◆ TASK PROMPT
Copy the lines verbatim, beginning with the line that contains "Practice step: set one point on each instance of the shirt" and continuing through the end of the data, and only those lines.

◆ Saved entries
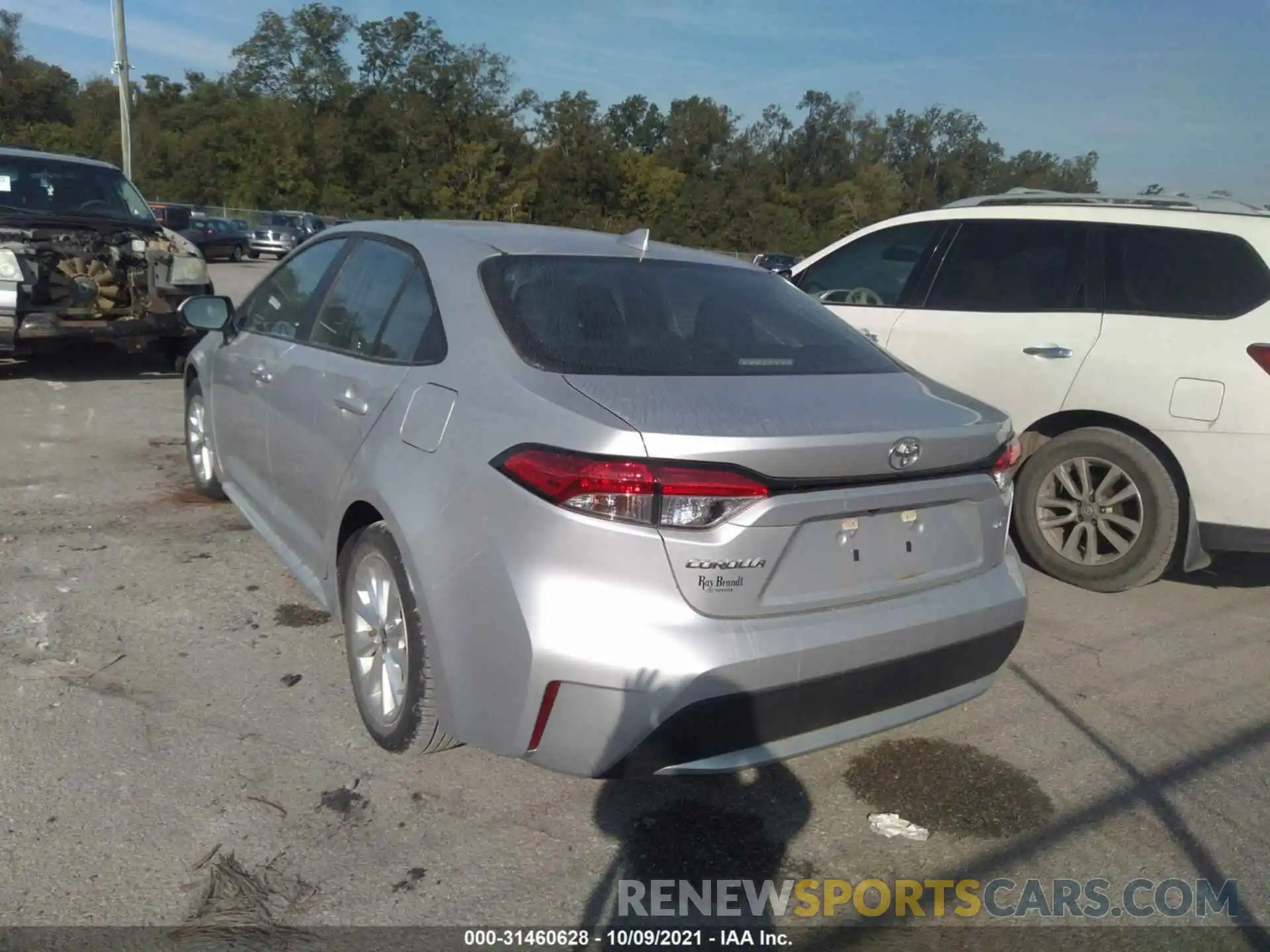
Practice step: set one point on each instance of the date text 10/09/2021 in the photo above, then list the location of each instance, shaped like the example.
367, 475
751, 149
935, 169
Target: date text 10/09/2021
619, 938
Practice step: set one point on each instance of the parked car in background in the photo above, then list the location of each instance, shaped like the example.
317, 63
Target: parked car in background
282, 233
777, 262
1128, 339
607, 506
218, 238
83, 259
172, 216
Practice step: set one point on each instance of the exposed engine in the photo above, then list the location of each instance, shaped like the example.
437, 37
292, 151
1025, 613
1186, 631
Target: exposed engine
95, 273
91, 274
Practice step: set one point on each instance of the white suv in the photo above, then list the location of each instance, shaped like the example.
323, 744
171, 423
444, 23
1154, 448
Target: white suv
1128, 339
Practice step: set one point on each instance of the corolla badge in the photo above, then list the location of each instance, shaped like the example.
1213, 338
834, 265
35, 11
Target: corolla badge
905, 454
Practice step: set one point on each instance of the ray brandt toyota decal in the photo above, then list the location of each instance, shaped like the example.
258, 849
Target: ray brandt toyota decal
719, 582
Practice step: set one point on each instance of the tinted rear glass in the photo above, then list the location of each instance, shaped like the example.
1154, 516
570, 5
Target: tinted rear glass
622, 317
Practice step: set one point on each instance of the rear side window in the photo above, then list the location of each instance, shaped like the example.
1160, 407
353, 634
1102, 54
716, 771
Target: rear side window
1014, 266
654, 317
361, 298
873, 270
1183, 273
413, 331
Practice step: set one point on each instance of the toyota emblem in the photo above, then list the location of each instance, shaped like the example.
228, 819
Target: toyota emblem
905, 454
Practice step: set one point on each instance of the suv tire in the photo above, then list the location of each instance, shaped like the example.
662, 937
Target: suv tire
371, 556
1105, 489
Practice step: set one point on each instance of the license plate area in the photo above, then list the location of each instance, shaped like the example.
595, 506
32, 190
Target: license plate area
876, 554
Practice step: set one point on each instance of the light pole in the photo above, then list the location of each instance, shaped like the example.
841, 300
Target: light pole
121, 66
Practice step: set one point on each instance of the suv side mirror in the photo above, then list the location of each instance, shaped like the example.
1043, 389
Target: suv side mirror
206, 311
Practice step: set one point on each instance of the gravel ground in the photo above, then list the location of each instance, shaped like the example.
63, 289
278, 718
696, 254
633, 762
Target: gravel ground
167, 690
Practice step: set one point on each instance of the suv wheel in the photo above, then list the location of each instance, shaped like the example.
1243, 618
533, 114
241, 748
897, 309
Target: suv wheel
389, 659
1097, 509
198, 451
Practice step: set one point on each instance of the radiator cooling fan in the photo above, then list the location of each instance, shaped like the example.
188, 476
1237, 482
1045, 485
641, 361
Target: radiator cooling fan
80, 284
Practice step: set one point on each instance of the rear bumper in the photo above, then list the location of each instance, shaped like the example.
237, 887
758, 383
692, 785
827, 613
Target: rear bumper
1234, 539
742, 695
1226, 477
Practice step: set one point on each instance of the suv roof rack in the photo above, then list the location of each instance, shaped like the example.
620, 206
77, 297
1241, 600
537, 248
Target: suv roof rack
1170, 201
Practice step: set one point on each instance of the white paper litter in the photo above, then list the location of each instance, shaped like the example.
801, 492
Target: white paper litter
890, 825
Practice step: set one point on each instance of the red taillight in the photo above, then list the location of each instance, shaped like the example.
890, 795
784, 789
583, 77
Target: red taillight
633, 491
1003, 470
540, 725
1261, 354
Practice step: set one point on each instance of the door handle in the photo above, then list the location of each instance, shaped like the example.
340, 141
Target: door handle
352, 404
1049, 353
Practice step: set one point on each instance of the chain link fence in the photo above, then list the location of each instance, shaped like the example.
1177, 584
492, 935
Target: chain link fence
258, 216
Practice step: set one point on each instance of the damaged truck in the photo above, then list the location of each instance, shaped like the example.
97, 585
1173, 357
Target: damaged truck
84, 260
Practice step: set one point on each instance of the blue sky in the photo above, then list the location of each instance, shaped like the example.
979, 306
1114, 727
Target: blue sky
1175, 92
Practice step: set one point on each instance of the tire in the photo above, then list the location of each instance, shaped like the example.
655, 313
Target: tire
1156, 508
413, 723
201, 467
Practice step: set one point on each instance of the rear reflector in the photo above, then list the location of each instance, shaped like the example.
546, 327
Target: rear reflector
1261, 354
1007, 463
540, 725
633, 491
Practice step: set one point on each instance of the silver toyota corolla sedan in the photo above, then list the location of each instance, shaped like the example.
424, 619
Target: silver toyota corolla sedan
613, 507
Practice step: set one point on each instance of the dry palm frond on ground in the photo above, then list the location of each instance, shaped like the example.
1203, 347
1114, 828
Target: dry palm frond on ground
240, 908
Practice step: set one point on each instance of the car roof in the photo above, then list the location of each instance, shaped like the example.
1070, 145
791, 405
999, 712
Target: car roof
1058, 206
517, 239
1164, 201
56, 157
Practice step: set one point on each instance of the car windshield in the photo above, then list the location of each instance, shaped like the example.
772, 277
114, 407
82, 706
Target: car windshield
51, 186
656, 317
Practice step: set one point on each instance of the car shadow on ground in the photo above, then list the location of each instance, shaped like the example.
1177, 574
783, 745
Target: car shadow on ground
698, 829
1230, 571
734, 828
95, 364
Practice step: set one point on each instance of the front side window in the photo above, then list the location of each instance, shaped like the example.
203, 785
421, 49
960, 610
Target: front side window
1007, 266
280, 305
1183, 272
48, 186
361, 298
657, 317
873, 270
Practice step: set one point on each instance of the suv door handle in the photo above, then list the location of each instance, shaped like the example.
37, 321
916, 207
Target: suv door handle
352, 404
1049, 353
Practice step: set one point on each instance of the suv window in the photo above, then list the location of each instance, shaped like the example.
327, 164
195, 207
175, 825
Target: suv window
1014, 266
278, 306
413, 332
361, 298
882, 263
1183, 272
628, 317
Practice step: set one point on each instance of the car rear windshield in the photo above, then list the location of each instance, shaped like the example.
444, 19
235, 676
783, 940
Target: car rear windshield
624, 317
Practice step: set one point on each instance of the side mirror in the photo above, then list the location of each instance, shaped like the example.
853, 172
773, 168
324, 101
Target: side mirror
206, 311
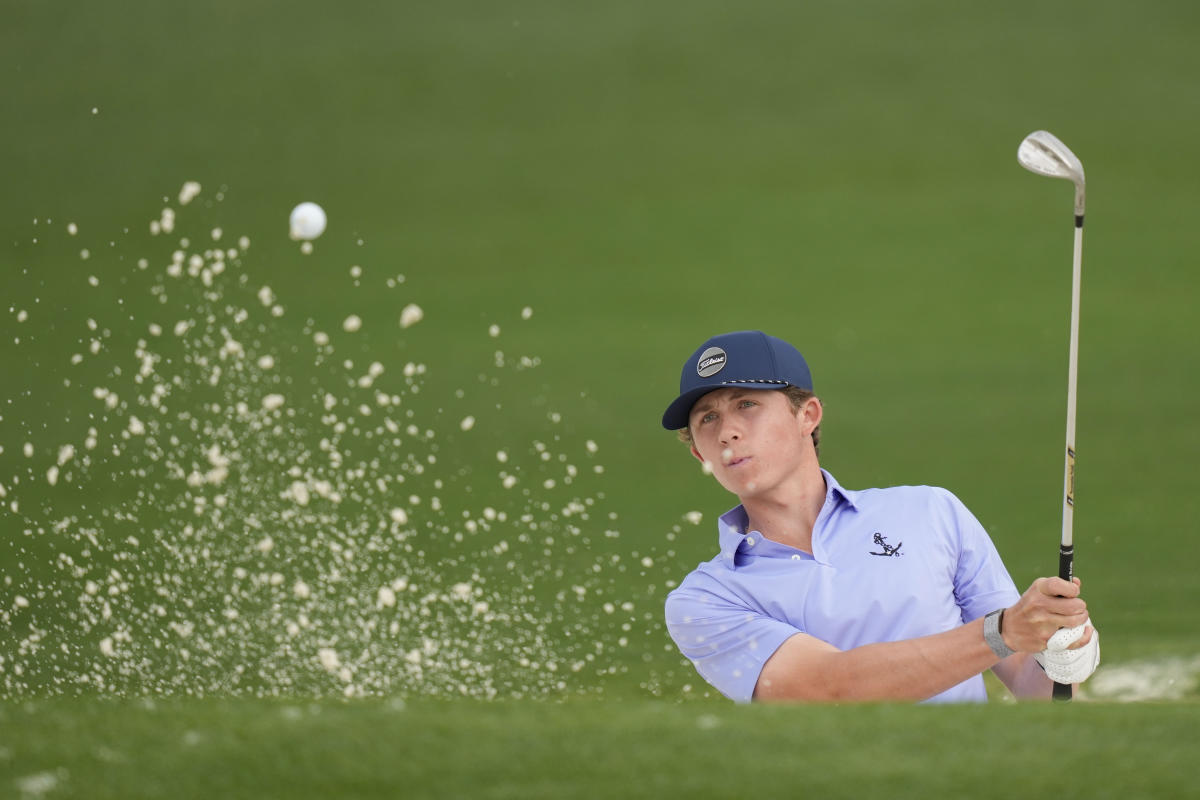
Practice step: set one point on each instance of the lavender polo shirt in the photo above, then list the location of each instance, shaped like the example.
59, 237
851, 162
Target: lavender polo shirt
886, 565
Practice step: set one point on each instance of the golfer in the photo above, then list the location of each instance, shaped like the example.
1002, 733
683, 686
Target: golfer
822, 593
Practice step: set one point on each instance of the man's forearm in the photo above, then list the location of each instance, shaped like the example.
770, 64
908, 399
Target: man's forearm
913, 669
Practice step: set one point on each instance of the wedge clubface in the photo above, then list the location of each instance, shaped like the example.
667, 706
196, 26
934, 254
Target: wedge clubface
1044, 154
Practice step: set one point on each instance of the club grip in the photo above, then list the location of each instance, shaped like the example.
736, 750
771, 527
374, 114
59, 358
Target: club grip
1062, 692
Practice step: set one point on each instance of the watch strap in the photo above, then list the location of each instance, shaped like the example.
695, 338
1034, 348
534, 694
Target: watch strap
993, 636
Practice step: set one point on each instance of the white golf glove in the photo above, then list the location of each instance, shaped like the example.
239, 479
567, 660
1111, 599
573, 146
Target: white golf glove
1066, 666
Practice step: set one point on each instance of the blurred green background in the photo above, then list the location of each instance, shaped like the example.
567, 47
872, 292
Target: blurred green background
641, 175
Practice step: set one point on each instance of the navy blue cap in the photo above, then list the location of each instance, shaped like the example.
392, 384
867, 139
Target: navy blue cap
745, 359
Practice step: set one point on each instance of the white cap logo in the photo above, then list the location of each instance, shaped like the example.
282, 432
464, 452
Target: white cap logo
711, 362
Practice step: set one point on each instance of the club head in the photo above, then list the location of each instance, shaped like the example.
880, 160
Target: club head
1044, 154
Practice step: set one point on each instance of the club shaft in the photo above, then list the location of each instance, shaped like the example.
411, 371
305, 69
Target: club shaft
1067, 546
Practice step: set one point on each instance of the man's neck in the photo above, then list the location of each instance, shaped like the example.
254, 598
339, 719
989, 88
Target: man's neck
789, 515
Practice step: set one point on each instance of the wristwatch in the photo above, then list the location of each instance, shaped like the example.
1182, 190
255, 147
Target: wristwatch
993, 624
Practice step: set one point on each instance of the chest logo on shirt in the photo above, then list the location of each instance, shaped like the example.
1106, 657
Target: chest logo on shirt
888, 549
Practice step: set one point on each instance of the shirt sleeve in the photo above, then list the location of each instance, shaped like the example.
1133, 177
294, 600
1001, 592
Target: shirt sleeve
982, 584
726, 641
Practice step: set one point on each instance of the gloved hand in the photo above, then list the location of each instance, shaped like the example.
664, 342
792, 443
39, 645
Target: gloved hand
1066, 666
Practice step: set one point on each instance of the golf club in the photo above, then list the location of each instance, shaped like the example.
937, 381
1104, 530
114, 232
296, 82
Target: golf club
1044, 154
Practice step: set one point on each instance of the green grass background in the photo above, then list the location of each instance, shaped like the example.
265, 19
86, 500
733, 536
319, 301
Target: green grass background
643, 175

◆ COMPLETE RESPONSE
Practice step: set one point on each instance of the shirt sleeve in the photo above, then list the location of each instance, shaped like the example.
1133, 177
294, 600
1001, 592
Target: shirt sleeve
982, 584
726, 641
Practice step: set one point on each instance of the gloved hand in the photo above, then list the location of each instance, shaped like the example.
664, 342
792, 443
39, 645
Target: gloved hand
1066, 666
Practice step: set one point on each instance of the golf club in the photo above, then list the location of each instance, shaped like the example.
937, 381
1104, 530
114, 232
296, 82
Target: golf club
1044, 154
Practice step: set one point on each instance of the green grass background in the photo above, then list the location of each instance, shaped like the example.
265, 19
86, 500
733, 536
319, 301
Target: green grass background
643, 175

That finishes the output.